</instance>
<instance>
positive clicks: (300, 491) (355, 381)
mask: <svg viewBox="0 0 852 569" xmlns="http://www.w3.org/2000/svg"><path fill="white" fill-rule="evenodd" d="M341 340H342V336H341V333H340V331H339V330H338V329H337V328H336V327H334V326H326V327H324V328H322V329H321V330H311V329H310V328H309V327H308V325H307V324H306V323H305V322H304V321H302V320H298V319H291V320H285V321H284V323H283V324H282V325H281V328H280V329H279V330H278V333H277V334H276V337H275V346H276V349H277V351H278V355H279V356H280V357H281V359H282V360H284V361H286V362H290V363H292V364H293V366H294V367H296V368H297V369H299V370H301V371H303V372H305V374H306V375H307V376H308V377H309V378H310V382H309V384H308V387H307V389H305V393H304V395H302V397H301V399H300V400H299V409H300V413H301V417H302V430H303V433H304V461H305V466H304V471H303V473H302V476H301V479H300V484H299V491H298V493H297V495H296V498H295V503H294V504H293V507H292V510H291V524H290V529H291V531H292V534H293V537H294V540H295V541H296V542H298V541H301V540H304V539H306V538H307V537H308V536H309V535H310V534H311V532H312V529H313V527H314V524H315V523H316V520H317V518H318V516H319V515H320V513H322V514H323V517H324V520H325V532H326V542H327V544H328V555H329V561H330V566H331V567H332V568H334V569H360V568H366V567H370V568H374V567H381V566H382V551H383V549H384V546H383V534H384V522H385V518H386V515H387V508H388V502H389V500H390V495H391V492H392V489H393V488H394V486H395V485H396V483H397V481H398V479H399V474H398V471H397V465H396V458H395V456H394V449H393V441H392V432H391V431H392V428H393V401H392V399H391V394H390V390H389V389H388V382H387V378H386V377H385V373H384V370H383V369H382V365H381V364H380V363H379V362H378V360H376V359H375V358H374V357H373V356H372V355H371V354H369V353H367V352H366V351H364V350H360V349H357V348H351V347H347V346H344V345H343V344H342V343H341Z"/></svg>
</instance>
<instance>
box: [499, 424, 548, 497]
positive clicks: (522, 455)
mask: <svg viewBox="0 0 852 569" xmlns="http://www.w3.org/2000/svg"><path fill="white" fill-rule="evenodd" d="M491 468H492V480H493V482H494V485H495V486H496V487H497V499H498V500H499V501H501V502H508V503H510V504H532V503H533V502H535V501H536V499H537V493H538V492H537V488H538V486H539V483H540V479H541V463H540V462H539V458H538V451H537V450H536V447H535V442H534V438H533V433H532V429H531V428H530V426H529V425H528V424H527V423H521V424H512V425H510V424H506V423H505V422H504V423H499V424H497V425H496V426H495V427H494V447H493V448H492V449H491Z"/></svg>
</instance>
++++++
→ **DIRECTIONS FOR THIS TASK**
Would you copy the whole listing exactly?

→ **OUTPUT FOR THIS EXERCISE**
</instance>
<instance>
positive clicks: (300, 491) (355, 381)
mask: <svg viewBox="0 0 852 569" xmlns="http://www.w3.org/2000/svg"><path fill="white" fill-rule="evenodd" d="M341 340H342V336H341V333H340V331H339V330H338V329H337V328H336V327H334V326H326V327H324V328H322V329H321V330H311V329H310V328H309V327H308V325H307V324H306V323H305V322H304V321H302V320H298V319H291V320H285V321H284V323H283V324H282V325H281V328H280V329H279V330H278V333H277V334H276V337H275V346H276V349H277V351H278V355H279V356H280V357H281V359H282V360H284V361H286V362H290V363H292V364H293V366H294V367H296V368H297V369H299V370H301V371H303V372H305V374H306V375H307V376H308V377H309V378H310V382H309V384H308V387H307V389H305V393H304V395H302V397H301V399H300V400H299V409H300V413H301V417H302V430H303V433H304V461H305V466H304V471H303V473H302V476H301V479H300V484H299V491H298V493H297V495H296V498H295V503H294V504H293V507H292V510H291V524H290V529H291V531H292V534H293V537H294V540H295V541H296V542H298V541H301V540H304V539H306V538H307V537H308V536H309V535H310V534H311V532H312V529H313V527H314V524H315V523H316V520H317V518H318V516H319V515H320V513H322V514H323V517H324V520H325V532H326V542H327V544H328V555H329V561H330V566H331V567H332V568H334V569H360V568H366V567H370V568H374V567H381V566H382V551H383V549H384V546H383V534H384V522H385V518H386V515H387V508H388V502H389V500H390V495H391V492H392V489H393V488H394V486H395V485H396V483H397V481H398V479H399V474H398V471H397V465H396V458H395V456H394V449H393V441H392V432H391V431H392V428H393V401H392V399H391V394H390V390H389V389H388V382H387V378H386V377H385V373H384V370H383V369H382V365H381V364H380V363H379V362H378V360H376V359H375V358H374V357H373V356H372V355H371V354H369V353H367V352H366V351H364V350H360V349H357V348H351V347H347V346H344V345H343V344H342V343H341Z"/></svg>
</instance>
<instance>
box: [499, 424, 548, 497]
positive clicks: (522, 455)
mask: <svg viewBox="0 0 852 569" xmlns="http://www.w3.org/2000/svg"><path fill="white" fill-rule="evenodd" d="M491 468H492V480H493V482H494V485H495V486H496V487H497V499H498V500H499V501H501V502H508V503H510V504H532V503H533V502H535V501H536V499H537V493H538V492H537V488H538V486H539V483H540V479H541V463H540V462H539V458H538V451H537V450H536V447H535V442H534V438H533V433H532V429H531V428H530V426H529V425H528V424H527V423H521V424H512V425H510V424H506V423H505V422H504V423H499V424H497V425H496V426H495V427H494V447H493V448H492V449H491Z"/></svg>
</instance>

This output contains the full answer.